**ASSIGNMENT:** Determine the number of lines in the data below that hold "wall"; give nothing but that number.

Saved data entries
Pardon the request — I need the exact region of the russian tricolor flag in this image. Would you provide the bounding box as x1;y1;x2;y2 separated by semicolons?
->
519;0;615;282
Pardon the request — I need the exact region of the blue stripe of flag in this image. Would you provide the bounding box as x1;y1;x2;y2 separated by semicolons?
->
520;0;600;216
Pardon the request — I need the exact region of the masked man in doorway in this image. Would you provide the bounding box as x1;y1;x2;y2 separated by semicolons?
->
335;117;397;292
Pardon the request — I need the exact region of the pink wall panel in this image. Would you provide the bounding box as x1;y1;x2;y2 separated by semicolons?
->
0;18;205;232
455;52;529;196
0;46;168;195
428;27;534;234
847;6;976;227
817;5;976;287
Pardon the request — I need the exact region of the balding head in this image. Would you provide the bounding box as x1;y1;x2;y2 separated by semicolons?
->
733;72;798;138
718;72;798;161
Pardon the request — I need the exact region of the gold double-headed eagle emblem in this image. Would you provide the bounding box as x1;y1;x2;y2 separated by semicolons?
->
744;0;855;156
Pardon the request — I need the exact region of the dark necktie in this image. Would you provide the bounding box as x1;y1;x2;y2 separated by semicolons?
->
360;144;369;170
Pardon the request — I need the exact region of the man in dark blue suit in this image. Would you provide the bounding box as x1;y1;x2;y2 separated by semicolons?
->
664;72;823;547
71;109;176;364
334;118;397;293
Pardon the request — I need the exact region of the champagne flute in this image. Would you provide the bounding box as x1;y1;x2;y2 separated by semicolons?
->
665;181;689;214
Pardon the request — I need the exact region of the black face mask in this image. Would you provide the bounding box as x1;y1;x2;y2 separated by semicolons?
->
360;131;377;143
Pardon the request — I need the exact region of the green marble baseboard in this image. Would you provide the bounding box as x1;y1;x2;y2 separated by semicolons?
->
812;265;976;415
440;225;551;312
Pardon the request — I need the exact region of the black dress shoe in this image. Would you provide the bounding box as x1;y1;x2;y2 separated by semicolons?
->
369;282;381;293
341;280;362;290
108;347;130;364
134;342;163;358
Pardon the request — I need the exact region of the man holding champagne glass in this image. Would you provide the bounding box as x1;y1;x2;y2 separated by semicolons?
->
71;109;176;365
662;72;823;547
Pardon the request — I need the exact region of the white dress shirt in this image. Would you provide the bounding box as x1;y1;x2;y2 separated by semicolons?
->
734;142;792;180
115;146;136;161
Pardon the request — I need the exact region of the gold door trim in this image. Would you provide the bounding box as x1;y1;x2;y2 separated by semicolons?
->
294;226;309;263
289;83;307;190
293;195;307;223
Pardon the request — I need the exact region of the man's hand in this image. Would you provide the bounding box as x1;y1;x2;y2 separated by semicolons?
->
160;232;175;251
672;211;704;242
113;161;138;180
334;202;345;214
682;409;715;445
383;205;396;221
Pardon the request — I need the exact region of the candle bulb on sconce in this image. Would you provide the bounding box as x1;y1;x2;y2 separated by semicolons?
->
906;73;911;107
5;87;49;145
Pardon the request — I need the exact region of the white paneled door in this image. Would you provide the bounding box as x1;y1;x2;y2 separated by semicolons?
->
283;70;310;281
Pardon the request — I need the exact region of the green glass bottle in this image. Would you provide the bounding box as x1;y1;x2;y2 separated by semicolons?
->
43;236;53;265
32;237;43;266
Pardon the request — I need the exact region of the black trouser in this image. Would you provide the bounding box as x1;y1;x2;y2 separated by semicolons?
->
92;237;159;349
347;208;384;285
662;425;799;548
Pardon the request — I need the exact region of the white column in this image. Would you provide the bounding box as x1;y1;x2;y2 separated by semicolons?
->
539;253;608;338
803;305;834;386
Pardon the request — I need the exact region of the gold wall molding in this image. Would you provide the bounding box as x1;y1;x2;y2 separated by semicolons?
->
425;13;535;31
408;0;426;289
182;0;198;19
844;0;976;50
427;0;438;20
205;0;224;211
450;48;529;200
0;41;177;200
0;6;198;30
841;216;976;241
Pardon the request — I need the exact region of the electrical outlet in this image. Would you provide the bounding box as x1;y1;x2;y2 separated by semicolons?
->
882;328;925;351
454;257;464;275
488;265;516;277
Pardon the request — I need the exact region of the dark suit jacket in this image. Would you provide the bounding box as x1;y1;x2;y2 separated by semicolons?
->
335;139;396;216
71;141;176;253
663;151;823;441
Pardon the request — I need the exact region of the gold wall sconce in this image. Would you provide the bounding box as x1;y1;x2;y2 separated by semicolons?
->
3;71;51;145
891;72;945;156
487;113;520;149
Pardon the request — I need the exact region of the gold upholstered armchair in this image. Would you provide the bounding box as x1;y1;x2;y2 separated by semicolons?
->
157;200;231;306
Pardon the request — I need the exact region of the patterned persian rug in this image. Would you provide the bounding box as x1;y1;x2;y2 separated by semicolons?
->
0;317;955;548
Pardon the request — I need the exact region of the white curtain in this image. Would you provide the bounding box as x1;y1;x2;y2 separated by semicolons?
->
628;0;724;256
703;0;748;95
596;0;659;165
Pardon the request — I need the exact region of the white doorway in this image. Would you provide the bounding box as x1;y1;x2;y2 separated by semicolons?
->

**EXPECTED OUTPUT:** 3